[Your task] Look at the entries below and restate word for word the lines from the first through the one that has "136L74 142L81 141L89".

[Stored items]
Content starts
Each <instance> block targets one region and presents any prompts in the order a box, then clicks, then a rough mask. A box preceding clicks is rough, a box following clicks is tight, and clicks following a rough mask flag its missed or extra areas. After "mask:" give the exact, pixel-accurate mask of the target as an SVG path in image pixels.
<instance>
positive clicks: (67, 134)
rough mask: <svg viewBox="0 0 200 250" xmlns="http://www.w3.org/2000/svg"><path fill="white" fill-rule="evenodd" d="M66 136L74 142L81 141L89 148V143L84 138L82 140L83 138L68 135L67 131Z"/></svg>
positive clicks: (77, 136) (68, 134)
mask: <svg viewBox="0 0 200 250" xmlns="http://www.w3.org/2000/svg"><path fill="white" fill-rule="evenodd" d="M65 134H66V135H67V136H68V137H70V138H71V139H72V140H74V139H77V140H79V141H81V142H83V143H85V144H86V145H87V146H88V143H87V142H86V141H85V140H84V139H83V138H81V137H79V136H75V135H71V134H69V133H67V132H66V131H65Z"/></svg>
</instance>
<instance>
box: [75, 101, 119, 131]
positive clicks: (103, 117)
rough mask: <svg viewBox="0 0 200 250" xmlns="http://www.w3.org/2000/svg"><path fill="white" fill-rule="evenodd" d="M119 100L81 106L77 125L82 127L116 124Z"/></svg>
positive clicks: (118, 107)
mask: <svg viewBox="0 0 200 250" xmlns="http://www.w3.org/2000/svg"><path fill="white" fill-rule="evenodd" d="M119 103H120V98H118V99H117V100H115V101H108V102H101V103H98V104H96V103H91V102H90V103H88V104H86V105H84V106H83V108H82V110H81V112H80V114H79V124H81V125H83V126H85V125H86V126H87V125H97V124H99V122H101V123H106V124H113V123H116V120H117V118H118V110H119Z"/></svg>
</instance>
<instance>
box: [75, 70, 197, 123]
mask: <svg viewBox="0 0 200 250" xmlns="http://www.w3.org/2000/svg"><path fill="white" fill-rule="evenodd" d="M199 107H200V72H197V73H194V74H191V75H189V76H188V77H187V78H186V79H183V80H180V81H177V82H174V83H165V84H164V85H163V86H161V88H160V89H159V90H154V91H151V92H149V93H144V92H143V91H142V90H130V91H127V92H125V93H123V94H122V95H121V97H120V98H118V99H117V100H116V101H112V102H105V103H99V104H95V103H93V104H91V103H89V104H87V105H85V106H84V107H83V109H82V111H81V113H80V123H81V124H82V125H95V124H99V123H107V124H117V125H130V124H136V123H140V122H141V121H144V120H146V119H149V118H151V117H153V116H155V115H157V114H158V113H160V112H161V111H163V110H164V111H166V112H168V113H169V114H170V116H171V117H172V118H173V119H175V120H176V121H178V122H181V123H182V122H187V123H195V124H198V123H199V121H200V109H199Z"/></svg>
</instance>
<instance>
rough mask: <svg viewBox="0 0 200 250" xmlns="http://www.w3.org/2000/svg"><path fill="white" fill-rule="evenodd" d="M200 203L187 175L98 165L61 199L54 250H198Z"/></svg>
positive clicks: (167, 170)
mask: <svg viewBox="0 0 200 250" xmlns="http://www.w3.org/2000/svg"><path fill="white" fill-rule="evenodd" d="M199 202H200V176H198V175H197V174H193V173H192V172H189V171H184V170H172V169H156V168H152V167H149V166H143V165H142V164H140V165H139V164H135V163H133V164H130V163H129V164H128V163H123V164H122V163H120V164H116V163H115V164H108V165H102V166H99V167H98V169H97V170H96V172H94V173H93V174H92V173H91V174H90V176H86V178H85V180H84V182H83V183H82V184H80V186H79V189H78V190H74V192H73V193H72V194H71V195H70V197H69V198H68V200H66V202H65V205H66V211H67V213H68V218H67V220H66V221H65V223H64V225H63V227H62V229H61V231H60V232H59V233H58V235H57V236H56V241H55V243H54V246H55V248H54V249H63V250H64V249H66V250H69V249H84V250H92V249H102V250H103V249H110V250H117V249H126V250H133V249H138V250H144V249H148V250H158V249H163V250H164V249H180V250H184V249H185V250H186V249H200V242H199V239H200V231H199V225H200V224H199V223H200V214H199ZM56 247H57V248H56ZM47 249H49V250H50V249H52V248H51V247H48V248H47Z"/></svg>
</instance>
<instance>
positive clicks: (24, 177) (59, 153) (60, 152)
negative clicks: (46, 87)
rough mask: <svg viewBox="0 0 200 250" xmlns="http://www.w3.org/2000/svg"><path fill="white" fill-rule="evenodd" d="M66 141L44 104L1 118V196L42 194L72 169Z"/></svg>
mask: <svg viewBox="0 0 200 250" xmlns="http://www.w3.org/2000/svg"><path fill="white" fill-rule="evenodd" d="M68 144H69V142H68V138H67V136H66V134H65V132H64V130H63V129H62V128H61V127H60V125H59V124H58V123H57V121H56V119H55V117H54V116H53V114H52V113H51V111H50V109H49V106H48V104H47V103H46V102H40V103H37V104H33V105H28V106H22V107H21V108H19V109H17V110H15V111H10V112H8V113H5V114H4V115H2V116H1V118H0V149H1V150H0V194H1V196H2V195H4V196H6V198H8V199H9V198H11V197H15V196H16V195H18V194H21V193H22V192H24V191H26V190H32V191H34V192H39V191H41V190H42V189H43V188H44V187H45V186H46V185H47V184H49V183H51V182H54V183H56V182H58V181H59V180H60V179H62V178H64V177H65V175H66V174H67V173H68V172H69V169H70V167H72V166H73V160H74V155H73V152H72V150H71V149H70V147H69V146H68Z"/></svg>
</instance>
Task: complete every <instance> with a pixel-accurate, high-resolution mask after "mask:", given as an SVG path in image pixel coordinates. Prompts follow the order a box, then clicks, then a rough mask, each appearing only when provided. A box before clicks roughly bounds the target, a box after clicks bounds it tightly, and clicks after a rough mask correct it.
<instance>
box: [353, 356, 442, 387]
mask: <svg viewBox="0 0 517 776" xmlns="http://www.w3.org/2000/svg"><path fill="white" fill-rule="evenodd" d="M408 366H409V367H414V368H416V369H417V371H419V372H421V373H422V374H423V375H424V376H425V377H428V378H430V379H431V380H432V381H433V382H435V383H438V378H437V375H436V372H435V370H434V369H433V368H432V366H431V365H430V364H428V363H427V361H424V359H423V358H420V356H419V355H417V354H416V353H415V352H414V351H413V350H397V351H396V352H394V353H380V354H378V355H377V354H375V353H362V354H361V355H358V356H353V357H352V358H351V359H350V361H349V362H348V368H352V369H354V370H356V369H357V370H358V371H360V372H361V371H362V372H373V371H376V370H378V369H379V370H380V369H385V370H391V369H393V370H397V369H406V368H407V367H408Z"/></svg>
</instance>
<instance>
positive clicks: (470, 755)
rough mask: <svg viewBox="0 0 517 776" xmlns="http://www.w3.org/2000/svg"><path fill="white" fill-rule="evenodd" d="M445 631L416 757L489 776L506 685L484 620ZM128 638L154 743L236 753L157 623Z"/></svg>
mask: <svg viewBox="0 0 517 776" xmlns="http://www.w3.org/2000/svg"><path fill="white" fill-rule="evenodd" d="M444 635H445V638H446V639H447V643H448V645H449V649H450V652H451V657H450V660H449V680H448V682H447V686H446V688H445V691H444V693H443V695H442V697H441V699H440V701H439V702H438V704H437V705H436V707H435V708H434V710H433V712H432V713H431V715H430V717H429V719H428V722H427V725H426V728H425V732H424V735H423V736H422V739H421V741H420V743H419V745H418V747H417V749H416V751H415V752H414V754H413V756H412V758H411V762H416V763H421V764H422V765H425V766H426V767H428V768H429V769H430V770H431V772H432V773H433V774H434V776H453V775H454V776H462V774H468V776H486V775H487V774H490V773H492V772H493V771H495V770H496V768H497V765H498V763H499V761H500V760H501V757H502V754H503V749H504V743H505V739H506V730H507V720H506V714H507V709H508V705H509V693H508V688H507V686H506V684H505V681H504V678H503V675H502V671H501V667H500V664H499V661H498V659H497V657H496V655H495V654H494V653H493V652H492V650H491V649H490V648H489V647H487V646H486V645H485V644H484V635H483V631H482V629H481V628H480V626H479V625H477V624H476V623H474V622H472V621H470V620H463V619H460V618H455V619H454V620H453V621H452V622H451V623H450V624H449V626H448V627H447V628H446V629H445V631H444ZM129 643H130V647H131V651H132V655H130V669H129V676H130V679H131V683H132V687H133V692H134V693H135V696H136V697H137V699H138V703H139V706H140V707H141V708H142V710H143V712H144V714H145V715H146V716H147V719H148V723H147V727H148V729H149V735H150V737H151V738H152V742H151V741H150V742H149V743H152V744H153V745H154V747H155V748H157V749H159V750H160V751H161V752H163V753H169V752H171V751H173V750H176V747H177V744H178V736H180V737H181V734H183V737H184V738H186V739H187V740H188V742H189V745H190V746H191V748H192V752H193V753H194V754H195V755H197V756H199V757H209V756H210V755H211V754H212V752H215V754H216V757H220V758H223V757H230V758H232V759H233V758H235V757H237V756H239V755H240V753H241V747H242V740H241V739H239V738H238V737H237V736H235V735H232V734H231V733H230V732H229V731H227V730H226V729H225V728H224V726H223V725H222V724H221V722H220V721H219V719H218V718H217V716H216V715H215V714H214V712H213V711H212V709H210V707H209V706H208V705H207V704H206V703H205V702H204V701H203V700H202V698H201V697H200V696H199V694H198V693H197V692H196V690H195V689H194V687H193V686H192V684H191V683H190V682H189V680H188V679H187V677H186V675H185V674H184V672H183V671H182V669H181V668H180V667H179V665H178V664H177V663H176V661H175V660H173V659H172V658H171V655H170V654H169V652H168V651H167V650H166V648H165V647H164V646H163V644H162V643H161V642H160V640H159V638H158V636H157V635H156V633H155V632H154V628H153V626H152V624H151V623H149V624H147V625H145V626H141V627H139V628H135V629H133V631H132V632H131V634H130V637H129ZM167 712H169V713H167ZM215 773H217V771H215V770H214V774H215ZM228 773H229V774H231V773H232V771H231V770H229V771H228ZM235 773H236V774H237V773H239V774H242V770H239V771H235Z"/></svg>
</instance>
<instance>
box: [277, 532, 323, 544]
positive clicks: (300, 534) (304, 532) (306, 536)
Content ends
[Reply to the task]
Each <instance> block targets one region and presents any prompts in the order a box, then clicks, then a rough mask. A box preceding clicks is rough, a box following clicks is tight, and clicks following a rough mask flag its missed or extra areas. After "mask:" give the exact, pixel-accurate mask of the target as an SVG path in image pixels.
<instance>
positive clicks: (67, 134)
rough mask: <svg viewBox="0 0 200 250" xmlns="http://www.w3.org/2000/svg"><path fill="white" fill-rule="evenodd" d="M66 136L74 142L81 141L89 148V143L84 138L82 140L83 138L68 135L67 131Z"/></svg>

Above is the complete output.